### WORK INSTRUCTIONS
Every line from the one with "Where can the window" to the end of the entries, both included, is to be copied exactly; the other lines stay out.
****************************************
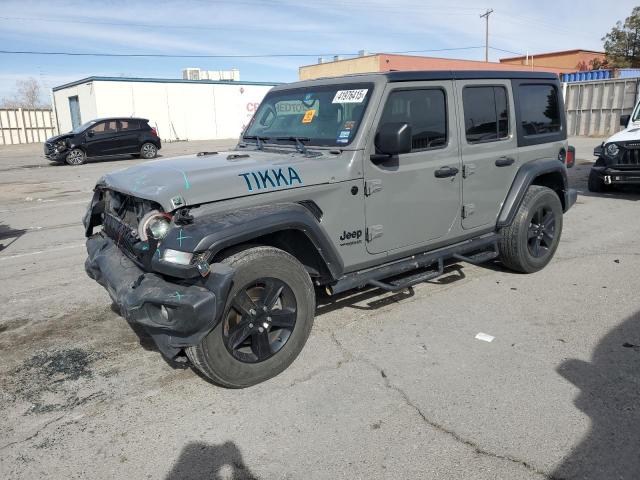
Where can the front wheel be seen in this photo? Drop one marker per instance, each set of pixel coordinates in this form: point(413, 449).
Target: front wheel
point(267, 320)
point(529, 243)
point(76, 157)
point(148, 150)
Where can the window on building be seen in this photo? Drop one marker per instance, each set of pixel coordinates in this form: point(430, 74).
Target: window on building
point(486, 113)
point(426, 112)
point(539, 109)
****************************************
### SOLUTION TO THIS TASK
Where can the window on building be seen in this photo? Drop one marker per instance, each set of pixel coordinates in this form: point(430, 74).
Target: window on building
point(486, 113)
point(426, 112)
point(539, 109)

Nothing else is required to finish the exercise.